— BEGIN —

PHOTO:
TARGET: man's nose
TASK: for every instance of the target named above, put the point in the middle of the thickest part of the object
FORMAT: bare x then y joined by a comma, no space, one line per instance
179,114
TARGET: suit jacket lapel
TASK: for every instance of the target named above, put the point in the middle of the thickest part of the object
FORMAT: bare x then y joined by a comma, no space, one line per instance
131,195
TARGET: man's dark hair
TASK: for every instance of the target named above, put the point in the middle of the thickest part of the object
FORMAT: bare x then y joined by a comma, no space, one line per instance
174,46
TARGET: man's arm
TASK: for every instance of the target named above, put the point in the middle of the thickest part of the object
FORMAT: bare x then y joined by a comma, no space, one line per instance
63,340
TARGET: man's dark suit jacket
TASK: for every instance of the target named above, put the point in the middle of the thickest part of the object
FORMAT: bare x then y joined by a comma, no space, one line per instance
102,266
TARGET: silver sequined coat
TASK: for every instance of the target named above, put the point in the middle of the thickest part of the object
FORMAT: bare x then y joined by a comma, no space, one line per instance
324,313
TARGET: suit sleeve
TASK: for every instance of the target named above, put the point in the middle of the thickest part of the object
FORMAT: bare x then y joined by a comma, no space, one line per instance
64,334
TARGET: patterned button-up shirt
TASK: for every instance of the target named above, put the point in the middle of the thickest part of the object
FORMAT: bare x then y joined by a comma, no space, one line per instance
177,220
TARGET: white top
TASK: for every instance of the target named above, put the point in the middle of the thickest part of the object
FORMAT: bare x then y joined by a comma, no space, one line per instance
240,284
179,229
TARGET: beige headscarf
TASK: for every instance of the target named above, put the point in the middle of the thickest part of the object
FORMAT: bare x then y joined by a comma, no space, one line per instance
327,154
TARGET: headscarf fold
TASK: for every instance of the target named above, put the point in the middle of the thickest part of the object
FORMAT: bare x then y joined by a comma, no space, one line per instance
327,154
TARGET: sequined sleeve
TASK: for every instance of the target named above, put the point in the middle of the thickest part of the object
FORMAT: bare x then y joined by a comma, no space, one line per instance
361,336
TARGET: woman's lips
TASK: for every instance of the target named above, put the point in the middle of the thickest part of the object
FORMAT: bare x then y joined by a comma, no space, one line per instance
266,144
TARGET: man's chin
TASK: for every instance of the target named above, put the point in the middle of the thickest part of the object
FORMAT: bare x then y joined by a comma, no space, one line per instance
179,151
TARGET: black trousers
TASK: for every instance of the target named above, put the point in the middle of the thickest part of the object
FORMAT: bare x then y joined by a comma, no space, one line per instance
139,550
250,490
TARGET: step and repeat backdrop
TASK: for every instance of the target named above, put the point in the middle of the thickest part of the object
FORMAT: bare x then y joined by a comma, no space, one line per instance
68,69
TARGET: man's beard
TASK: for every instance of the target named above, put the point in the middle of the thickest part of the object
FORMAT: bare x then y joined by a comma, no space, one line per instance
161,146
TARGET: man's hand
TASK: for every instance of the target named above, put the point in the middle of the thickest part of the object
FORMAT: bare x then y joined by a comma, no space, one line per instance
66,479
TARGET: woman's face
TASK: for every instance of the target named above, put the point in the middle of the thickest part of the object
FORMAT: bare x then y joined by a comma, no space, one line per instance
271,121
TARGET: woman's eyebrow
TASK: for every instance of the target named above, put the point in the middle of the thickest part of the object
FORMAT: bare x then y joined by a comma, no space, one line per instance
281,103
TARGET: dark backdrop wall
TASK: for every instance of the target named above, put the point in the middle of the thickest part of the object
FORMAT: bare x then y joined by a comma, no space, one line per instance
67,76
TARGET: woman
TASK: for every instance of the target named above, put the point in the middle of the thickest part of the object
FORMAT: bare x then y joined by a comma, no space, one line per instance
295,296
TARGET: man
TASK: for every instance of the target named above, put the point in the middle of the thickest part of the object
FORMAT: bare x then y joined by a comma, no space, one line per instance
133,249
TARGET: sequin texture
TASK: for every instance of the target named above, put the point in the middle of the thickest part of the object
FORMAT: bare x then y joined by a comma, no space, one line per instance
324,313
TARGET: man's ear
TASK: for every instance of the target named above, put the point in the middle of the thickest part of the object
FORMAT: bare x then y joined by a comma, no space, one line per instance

— END —

▶ [EXERCISE DETAILS]: Set down the listing above in full, please, exactly as it appears.

▶ [CORRECT RESULT]:
PHOTO:
TARGET: man's nose
TASK: for every instance of the target named above, put the point in the middle of the thickest part of the object
FORMAT: bare x then y joined by a comma, no space, one line per instance
179,114
TARGET: suit jacket lapel
TASK: for every instance of the target named above, put the point in the middle of the thickest part of the object
FORMAT: bare x then y joined by a comma, no space, one line per instance
131,195
TARGET: man's dark hair
TASK: for every instance of the target named above, put the point in the middle of the thickest part of the object
FORMAT: bare x then y joined by a comma, no space, one line per instance
174,46
TARGET: man's arm
TASK: for every instance of the target named above, put the point in the middle of the thickest part of the object
FORMAT: bare x then y joined by a comma, no space, one line per instance
63,340
TARGET: man's dark suit jacket
TASK: for every instance of the target named above, put the point in the middle of the thickest part of the object
FORMAT: bare x then y joined by a comma, no space, one line per instance
102,266
TARGET: silver sequined coat
TASK: for every instance of the target named above, put the point in the middle of the thickest part of the object
FORMAT: bare x then y joined by a comma, no space, one line per instance
324,313
TARGET: suit sleeve
TASK: for every instance of the target named above, put the point in the middle of the thickest part of the object
FORMAT: bare x then y joined by a comma, no space, one line per instance
64,334
TARGET: patterned button-up shirt
TASK: for every instance of the target named above, put the point in the middle of the thickest part of the object
FORMAT: bare x then y joined by a comma, no space, one line per instance
177,220
TARGET: white top
TASK: for every instance of the target named above, put the point in the middle of the thickest part of the object
FORMAT: bare x then y joined by a comma, no space, one line per instance
240,284
179,229
TARGET: beige headscarf
TASK: for every instance of the target named above, put the point in the middle of the thickest part of the object
FORMAT: bare x then y joined by a comma, no space, one line per instance
327,154
TARGET: headscarf fold
TASK: for every instance of the target named above, put the point in the middle of the thickest part of the object
FORMAT: bare x then y joined by a comma, no space, one line per instance
327,154
TARGET: sequined sleeve
TASK: for every instance of the target named above, put the point in the middle of the thickest part of the object
FORMAT: bare x then y joined by a comma, no space, one line per instance
361,336
TARGET: woman's lips
TASK: for every instance of the target named above, put the point in the middle of the thickest part of the object
FORMAT: bare x then y joined by a comma, no space, one line per instance
266,144
TARGET: man's chin
TASK: for every instance of the target named above, put the point in the middle of the thickest part of the object
FORMAT: bare x then y joined by a comma, no space, one line per instance
179,151
TARGET: black trousers
TASK: for every instance of the target named above, put the point in the middle of the thickest part of the object
FORMAT: bare x then y joined by a comma, no space, one line per instance
139,550
250,490
TARGET: step and repeat backdrop
TASK: for every instance of the target named above, put the point in the middle of the thickest part of the object
FORMAT: bare x then y joined by a comma, no space, one line per instance
68,69
TARGET: man's beard
TASK: for every instance of the target named above, put the point in the middle of the thickest part of the object
FORMAT: bare x then y joined by a comma, no space, one line per instance
161,146
TARGET: man's hand
TASK: for every instance of the target named above, put the point in the middle of the thickest part of the object
FORMAT: bare x then y joined by a comma, no space, one line per instance
66,479
TARGET: woman's face
TASK: for every instance of the target named above, put the point in the middle of the thickest part of the object
FORMAT: bare x then y joined by a comma, no space, one line per instance
271,121
TARGET: woman's eyebrow
TASK: for every instance of the target named above, put the point in the middle of the thickest part of the object
FORMAT: bare x then y joined by a comma, no space, one line per instance
281,103
TARGET: dark backdrop wall
TASK: for every instance of the target named above, put the point in the middle of the thickest part of the object
FORMAT: bare x then y joined by a comma, no space, one line per instance
67,76
TARGET: woman
TASK: for every instance of the target named above, put the point in the middle of the thickest part of the object
FORMAT: bare x then y joined by a comma, no space, one line per instance
295,296
TARGET: man
TASK: for every instance of the target named above, put the point in the middle of the thickest part of the object
FORMAT: bare x then y joined by a comma, no space, one line per instance
133,249
TARGET: sequin texture
TASK: for every instance of the target named above, put the point in the middle of the thickest part of the object
FORMAT: bare x then y joined by a comma, no space, one line per instance
324,313
TARGET: man's ear
TASK: for every instance of the target named above, put the point in the middle of the thickest part of the object
FORMAT: bare x then y joined by a comma, no space, one line per instance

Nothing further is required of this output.